[Opening DATASET ENTRIES section]

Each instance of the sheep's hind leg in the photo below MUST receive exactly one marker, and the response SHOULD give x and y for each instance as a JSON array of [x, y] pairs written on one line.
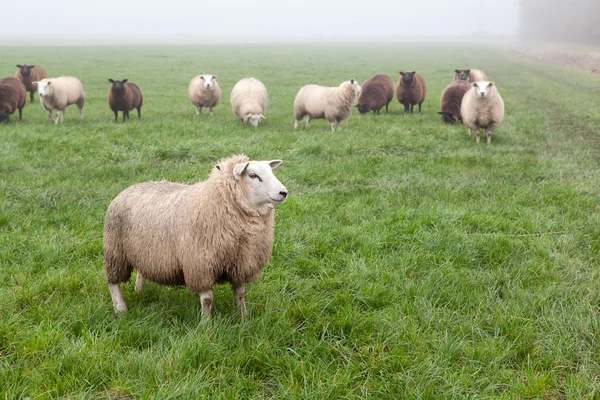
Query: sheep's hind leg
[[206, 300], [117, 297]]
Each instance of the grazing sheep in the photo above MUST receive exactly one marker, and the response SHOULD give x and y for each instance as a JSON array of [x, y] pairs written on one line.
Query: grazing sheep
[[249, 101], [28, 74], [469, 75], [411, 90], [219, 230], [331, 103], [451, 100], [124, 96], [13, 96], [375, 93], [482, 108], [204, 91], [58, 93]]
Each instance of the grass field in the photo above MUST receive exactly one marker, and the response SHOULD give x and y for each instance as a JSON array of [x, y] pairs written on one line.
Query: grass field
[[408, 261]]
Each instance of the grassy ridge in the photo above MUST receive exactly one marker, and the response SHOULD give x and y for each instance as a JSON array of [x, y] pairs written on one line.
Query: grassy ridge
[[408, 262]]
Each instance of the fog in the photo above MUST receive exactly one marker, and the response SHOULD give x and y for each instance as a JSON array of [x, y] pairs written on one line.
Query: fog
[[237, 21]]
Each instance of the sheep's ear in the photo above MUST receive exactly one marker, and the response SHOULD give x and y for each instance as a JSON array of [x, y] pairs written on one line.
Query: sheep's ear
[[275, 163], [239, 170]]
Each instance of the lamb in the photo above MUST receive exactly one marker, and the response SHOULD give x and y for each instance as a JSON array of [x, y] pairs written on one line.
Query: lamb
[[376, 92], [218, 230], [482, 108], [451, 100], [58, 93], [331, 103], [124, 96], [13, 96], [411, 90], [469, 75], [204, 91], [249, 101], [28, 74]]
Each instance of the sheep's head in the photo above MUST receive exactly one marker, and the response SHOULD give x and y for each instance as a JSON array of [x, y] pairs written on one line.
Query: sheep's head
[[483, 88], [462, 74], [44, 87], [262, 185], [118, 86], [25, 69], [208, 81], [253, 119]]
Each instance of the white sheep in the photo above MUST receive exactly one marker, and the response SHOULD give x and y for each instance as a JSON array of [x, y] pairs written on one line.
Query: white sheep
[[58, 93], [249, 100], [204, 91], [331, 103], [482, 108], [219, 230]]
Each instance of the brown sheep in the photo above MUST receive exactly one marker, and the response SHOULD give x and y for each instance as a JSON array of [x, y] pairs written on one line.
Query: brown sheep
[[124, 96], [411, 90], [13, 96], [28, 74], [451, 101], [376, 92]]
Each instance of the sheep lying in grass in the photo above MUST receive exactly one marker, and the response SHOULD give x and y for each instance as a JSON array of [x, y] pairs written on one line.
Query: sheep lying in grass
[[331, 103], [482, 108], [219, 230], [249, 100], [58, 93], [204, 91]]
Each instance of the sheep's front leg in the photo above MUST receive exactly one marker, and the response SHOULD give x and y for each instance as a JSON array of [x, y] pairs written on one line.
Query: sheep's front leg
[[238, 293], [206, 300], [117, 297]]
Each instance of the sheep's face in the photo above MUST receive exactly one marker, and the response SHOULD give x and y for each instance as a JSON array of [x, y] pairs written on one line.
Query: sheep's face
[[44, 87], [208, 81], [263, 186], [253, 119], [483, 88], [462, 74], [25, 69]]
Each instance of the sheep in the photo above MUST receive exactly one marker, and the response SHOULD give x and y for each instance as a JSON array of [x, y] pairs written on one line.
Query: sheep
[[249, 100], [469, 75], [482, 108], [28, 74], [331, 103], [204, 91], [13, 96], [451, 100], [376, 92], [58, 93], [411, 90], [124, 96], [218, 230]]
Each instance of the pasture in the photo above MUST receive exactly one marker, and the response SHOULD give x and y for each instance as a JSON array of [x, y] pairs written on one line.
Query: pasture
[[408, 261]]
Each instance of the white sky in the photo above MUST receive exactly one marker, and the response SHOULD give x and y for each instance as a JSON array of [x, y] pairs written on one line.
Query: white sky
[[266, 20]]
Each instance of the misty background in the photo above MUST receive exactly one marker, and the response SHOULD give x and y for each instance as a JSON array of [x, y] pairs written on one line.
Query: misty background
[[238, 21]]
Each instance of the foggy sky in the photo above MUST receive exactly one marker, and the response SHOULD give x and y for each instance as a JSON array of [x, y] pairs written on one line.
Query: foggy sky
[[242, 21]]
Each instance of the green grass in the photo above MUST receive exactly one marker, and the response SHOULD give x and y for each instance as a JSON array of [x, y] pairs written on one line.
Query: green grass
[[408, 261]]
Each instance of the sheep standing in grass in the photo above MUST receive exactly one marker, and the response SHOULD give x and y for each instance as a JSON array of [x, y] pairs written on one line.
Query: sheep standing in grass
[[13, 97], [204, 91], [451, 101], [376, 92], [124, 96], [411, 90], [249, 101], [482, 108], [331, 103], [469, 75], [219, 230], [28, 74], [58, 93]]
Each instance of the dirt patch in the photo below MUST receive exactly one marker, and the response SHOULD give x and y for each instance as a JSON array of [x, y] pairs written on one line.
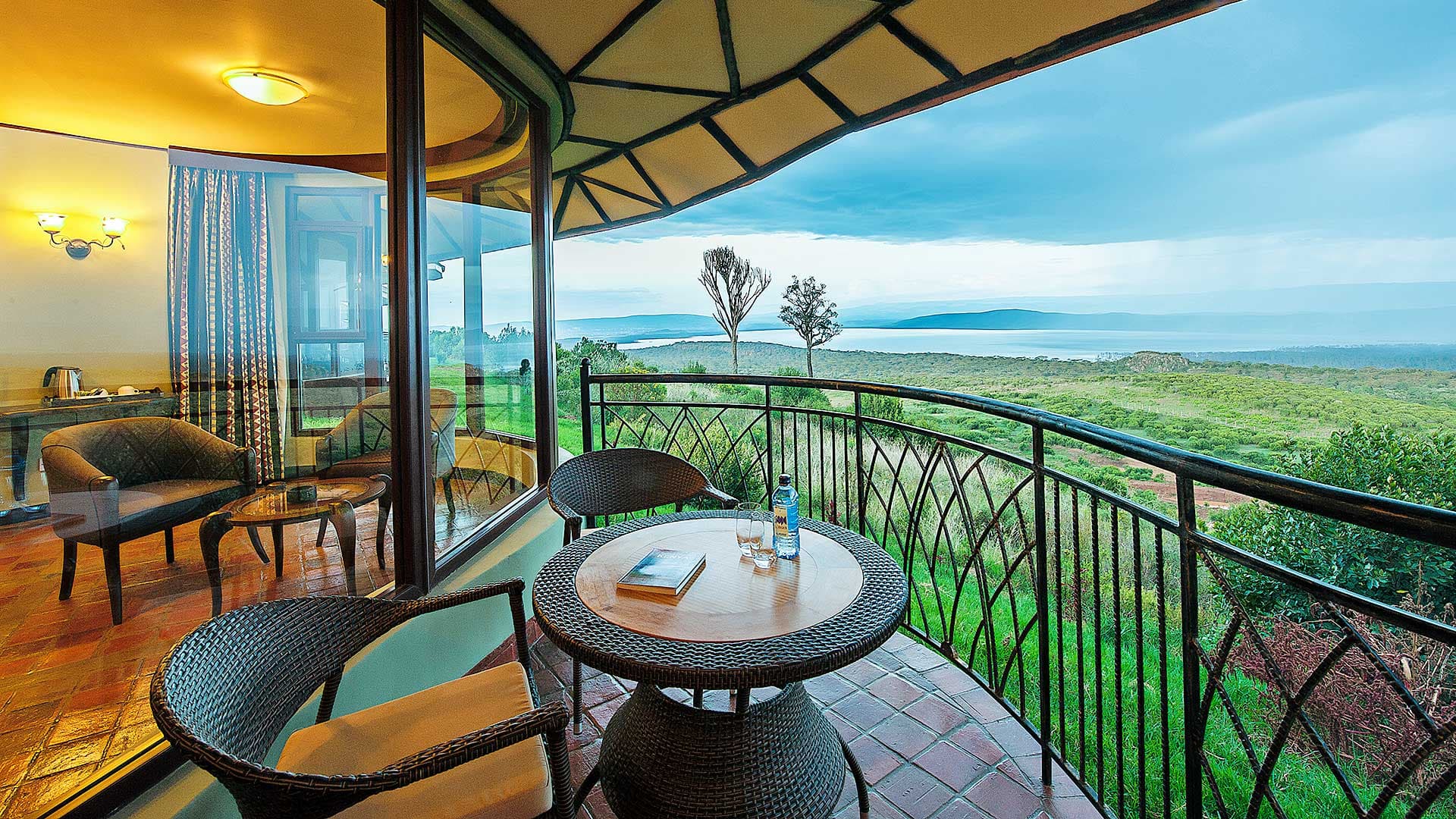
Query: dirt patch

[Closing DATASET ENTRIES section]

= PROBLEM DETAILS =
Wherever the word "patch" turns up in the records, copy out the line it is on.

= OUTPUT =
Each instance of the dirt patch in the photo below MUST receive exactly one marker, and the response SHOULD give x and y for each instance as a JSON array of [x, y] pairs written on one line.
Query: dirt patch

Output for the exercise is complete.